» **What you will do**
A: In the sugar beet article, start at the words that include "U.S. District Judge" and end after "sugar beet seed.". Reproduce that passage, substituting "temporary" for "preliminary".
B: Carry the sugar beet article forward from its last sentence, writing the part that comes next.

» **Text segment**
:::

Some beets have already been planted in the Amalgamated Sugar Company's growing area, said Duane Grant, chairman of the Snake River Sugar Co., the growers' cooperative that controls the company.

"There are some growers planting now in Amalgamated's territory," Grant said March 10.

Amalgamated has growers in Idaho, Eastern Oregon and Eastern Washington.

Grant, who farms near Rupert, Idaho, said beet growers will continue their work "as normal," barring any court ruling that forces them to stop.

He declined to speculate about what will happen if the court does grant an injunction.

U.S. District Judge Jeffrey S. White is expected to rule at anytime on a preliminary injunction request filed by the Center for Food Safety. The organization is seeking a ban on the planting of Roundup Ready sugar beet seed.

Grant said he had no idea when the judge would make his ruling.

"The judge will make his ruling on his calendar," he said. "We will defer to his timetable."

Growers are expected to plant mostly Roundup Ready beet seed again this year, barring an injunction. About 95 percent of the U.S. sugar beet crop was planted to the biotech varieties in 2009.

Luther Markwart, executive vice president of the American Sugarbeet Growers Association, also declined to speculate about what would happen if the judge grants an injunction.

The industry is in a "holding pattern," waiting for the judge to rule, he said March 10.

Industry attorneys have argued in court documents that an injunction would have a devastating effect on growers across the country.

:::

» **Provided material**
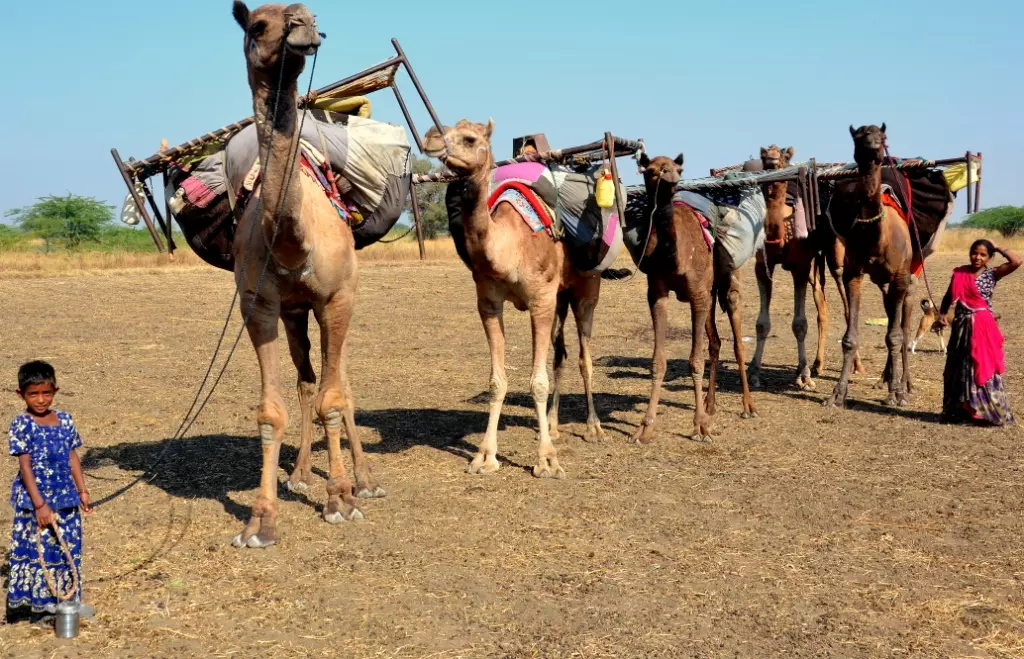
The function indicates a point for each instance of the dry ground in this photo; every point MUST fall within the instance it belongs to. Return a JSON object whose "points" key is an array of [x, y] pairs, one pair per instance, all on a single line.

:::

» **Answers provided**
A:
U.S. District Judge Jeffrey S. White is expected to rule at anytime on a temporary injunction request filed by the Center for Food Safety. The organization is seeking a ban on the planting of Roundup Ready sugar beet seed.

B:
"Very little conventional non-Roundup Ready sugar beet (seed) is available for 2010 or 2011 root crops," industry attorneys said in court documents filed in February.

Some growers have already ordered and paid for Roundup Ready seed.

A ban on biotech seed now would cause more than $1.4 billion in "largely permanent damage," to growers across the country, industry attorneys said in court documents.

Many growers wouldn't be able to get conventional non-Roundup Ready seed this year even if they wanted to, attorneys for the industry said.

Those who could find conventional seed supplies would be forced to find conventional herbicides that would likely be in short supply.

"If I could not plant Roundup Ready sugarbeet seed in 2010, I would most likely be unable to purchase any conventional herbicide," Grant said in court documents filed in February.

Grant said a DuPont representatives told him in 2007 that the company wouldn't inventory or manufacture any conventional herbicides because they believed sugar beet farmers would choose to plant Roundup Ready seeds and wouldn't need the company's conventional herbicides.